▸ **SOURCE EXCERPT**
----
Though there were signals that much of the bench was leaning against the EPA, Justice Amy Coney Barrett expressed skepticism over the timing of the case—concerns she echoed in her dissent, joined by Justices Sonia Sotomayor, Elena Kagan, and Ketanji Brown Jackson.
A win for EPA challengers isn’t likely on the merits, nor did the Court “recognize that EPA’s SIP disapprovals may, in fact, be valid,” she said.
With the national replacement rule paused, the EPA’s broader ozone program is fully stalled while the wide smattering of litigation continues across regional circuits, which are in the early stages and may take some time to play out.
Twenty-one states had their air plans denied by the EPA in order to make way for the stronger federal alternative, which prompted a wave of judicial stays that froze the agency’s rejections in multiple GOP-led states. The agency pivoted with an interim rule that only applies the national program in 11 states—the rule paused Thursday by the Supreme Court.
----
▸ **DATASET SECTION**
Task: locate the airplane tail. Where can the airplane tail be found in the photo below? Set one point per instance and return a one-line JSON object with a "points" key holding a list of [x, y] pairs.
----
▸ **INSTRUCTIONS**
A - In the passage on the Supreme Court's EPA ozone ruling, how many states had their air plans denied by the EPA?
B - Write the next paragraph of the passage on the Supreme Court's EPA ozone ruling, picking up after its final sentence.

▸ **FINAL ANSWERS**
A - Twenty-one states.

B -
“Today’s decision effectively deciding the fate of EPA’s rule regarding air pollution that travels across state lines using the emergency docket confirms that this Court is going to find a way to step in whenever it disagrees with how EPA is regulating on difficult environmental issues,” Alston & Bird partner Kevin Minoli said in an email.
The case is Ohio v. EPA, U.S., No. 23A349, Decision 6/27/24.